[Start EXTRACT PROVIDED]

Debug Degraded MachineConfigPool Nodes

💡 Quick Answer: A degraded node failed to apply its MachineConfig. Check the reason: oc get node <name> -o jsonpath='{.metadata.annotations.machineconfiguration\.openshift\.io/reason}'. Then check MCD logs on that node. Common causes: on-disk file drift, failed scripts, disk full, or corrupted config.

The Problem

The MCP shows DEGRADED=True and DEGRADEDMACHINECOUNT > 0. One or more nodes failed to apply the new MachineConfig and are stuck. The MCP won’t progress to update other nodes, and the degraded node may have a partially applied configuration.

The Solution

Step 1: Find Degraded Nodes

# Check MCP status
oc get mcp worker
# DEGRADED=True, DEGRADEDMACHINECOUNT=1

# Find which node
for node in $(oc get nodes -l node-role.kubernetes.io/worker= -o name); do
  state=$(oc get $node -o jsonpath='{.metadata.annotations.machineconfiguration\.openshift\.io/state}')
  if [ "$state" = "Degraded" ]; then
    reason=$(oc get $node -o jsonpath='{.metadata.annotations.machineconfiguration\.openshift\.io/reason}')
    echo "${node#node/}: DEGRADED — $reason"
  fi
done

Step 2: Check the Degradation Reason

Reason: “unexpected on-disk state”

# Someone or something modified a managed file directly on the node
oc debug node/worker-3 -- chroot /host bash -c '
  # Force MCD to re-validate and re-apply
  touch /run/machine-config-daemon-force
'
# MCD will re-apply the full config and reboot

Reason: “failed to run … exit status 1”

# A MachineConfig script or file write failed
# Check MCD logs for the specific error
MCD_POD=$(oc get pods -n openshift-machine-config-operator -o wide | grep machine-config-daemon | grep worker-3 | awk '{print $1}')
oc logs -n openshift-machine-config-operator "$MCD_POD" -c machine-config-daemon | grep -B2 -A5 "error\|fail"

Reason: “disk full”

oc debug node/worker-3 -- chroot /host df -h /
# If full: clean up old containers, images, and logs
oc debug node/worker-3 -- chroot /host bash -c '
  crictl rmi --prune
  journalctl --vacuum-size=500M
'

Step 3: Force Recovery

# Option A: Force re-application
oc debug node/worker-3 -- chroot /host touch /run/machine-config-daemon-force

# Option B: If the MachineConfig itself is bad, remove it
oc delete mc 99-worker-bad-config
# MCO renders a new config without the bad one, MCD re-applies

# Option C: Nuclear — reboot the node
oc debug node/worker-3 -- chroot /host systemctl reboot

Step 4: Verify Recovery

# Watch the node state change from Degraded → Working → Done
watch "oc get node worker-3 -o jsonpath='{.metadata.annotations.machineconfiguration\.openshift\.io/state}'"
# Should eventually show: Done

# Verify MCP is healthy
oc get mcp worker
# DEGRADED=False ✅

Common Issues

Node Stuck in Degraded After Removing Bad MachineConfig

The node may need a force re-apply:

oc debug node/worker-3 -- chroot /host touch /run/machine-config-daemon-force

Multiple Nodes Degraded

If several nodes degraded on the same MachineConfig, the config itself is likely bad. Delete it, then force-recover each node.

Best Practices

Test MachineConfigs in dev/staging before production
Use oc get mcp -w during rollouts to catch degraded nodes early
Never manually edit files on RHCOS — it causes “unexpected on-disk state”
Keep disk space monitored — full disks prevent config application
Force re-apply is usually safe — it re-writes all managed files

Key Takeaways

Degraded = MCD failed to apply the config on that node
The reason annotation tells you exactly what went wrong
touch /run/machine-config-daemon-force triggers a full re-apply
If the MachineConfig is bad, delete it — MCO will re-render without it
Degraded nodes block further MCP progress until recovered

[End EXTRACT PROVIDED]
[Start ITEMS]

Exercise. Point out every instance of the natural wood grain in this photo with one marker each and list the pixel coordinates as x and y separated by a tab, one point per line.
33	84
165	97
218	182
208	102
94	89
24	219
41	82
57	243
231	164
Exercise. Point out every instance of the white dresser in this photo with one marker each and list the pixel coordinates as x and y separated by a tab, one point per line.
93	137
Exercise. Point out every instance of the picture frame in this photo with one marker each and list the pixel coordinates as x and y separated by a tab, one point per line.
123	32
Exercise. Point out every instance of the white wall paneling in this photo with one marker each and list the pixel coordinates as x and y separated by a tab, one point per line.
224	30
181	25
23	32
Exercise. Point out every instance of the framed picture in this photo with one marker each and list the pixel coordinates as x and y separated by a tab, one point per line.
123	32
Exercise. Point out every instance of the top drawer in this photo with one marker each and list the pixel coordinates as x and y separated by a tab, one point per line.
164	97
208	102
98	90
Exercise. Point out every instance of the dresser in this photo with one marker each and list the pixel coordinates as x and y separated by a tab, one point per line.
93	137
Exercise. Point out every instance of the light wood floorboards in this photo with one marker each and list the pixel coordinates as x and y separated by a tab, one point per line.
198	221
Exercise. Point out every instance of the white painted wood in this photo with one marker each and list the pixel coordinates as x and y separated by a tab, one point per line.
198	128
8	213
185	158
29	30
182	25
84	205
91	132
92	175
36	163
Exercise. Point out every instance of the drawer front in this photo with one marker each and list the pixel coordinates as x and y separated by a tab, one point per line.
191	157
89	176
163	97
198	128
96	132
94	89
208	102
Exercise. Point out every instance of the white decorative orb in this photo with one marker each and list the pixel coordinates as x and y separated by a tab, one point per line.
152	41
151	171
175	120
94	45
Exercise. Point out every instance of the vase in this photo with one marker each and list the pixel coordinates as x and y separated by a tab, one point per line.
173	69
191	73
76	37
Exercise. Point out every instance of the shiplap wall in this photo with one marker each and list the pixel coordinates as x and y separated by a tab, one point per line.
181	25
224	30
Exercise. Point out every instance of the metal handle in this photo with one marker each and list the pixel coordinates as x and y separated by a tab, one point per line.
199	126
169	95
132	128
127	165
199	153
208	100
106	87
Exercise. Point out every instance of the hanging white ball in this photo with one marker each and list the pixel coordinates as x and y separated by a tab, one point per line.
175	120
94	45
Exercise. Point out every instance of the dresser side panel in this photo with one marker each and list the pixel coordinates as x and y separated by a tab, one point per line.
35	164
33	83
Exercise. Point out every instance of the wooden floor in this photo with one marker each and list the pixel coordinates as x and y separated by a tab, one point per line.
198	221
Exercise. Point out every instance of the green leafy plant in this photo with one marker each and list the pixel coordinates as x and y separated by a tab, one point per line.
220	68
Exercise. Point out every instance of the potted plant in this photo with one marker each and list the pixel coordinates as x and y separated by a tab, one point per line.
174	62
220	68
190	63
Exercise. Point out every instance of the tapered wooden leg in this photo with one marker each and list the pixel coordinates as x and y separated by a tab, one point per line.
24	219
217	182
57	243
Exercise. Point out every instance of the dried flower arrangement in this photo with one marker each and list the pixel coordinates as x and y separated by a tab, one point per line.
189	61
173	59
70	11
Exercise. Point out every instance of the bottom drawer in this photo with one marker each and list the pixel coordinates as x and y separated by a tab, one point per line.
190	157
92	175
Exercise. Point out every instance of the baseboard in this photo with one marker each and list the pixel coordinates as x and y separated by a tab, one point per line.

[End ITEMS]

#### [WORK TO BE COMPLETED]
In the guide on degraded MachineConfigPool nodes, what error does manually editing files on RHCOS cause?

#### [WRITTEN SOLUTION]
It causes "unexpected on-disk state."